Hi everyone,
After almost 15 years of living with this horrible thing, I decided to finally deal with G once and for all.
A little bit of backstory: I was always a bit overweight, although not straight-out fat. A few years ago I got really depressed and balooned to about 270 pounds.
Since last year I started losing weight by exercising and eating well, and I am now at 220 pounds. My breasts, however, remain really big and embarassing, and even though I'm much better conditioned right now I still can't bring myself to practice outdoor sports, swim, run, etc. because I am terrified of having to wear t-shirts in public.
I went to a medic and he told me that I have true Gyno and that surgery is recommended if I want to get rid of the breasts. But since I've been losing weight, he recommended that I wait until I'm lighter to do the surgery.
My current goal is to be at 198 in June and 176 in December.
The big question here is: I know that getting the surgery now would give me a HUGE boost in confidence that could help me be even more active and motivated to take care of myself. However, there is a risk that I'd maybe need a second surgery down the road.
Money is not a problem since my health care covers a good part of the procedure.
What would you do if you were me? Should I wait a little more, since I have already lived for so much time with this nightmare? Or just do it and embrace a "new me" that will help improve every other aspect of my life?

Data section:
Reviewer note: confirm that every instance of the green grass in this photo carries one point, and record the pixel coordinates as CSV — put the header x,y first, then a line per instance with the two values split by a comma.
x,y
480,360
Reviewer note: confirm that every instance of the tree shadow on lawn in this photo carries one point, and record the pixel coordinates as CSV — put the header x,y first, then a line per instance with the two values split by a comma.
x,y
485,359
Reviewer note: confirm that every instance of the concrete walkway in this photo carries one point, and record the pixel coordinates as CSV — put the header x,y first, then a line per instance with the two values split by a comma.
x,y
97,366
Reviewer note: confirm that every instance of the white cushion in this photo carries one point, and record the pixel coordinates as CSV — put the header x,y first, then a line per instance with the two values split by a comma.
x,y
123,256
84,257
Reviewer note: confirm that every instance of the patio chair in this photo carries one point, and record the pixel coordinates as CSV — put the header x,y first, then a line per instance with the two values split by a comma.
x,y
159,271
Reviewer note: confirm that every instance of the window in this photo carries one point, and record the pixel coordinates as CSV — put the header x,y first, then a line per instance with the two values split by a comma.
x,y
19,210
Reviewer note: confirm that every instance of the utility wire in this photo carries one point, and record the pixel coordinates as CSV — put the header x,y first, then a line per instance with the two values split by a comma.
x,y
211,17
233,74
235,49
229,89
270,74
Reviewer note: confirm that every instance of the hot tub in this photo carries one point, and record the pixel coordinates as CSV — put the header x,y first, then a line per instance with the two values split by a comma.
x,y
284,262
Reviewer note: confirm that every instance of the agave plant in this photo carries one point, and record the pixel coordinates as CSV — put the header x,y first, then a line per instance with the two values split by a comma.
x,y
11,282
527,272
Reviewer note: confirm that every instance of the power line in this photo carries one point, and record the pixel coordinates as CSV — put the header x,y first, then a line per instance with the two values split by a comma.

List of tasks:
1/ In the forum post, why did the medic advise waiting before having the surgery? Answer in one to three sentences.
2/ Return the forum post word for word, from "Money is not" down to "of my life?".
3/ For each statement below, state whether it agrees with the forum post, answering yes or no and quoting the deciding words of the post exactly.
(a) The writer's health care covers a good part of the procedure.
(b) The writer currently weighs 198 pounds.
(c) The medic said that surgery is not needed to get rid of the breasts.

Task responses:
1/ The medic advised waiting until the writer is lighter because the writer has been losing weight.

2/
Money is not a problem since my health care covers a good part of the procedure.
What would you do if you were me? Should I wait a little more, since I have already lived for so much time with this nightmare? Or just do it and embrace a "new me" that will help improve every other aspect of my life?

3/
(a) Yes: "my health care covers a good part of the procedure."
(b) No: "I am now at 220 pounds."
(c) No: "surgery is recommended if I want to get rid of the breasts."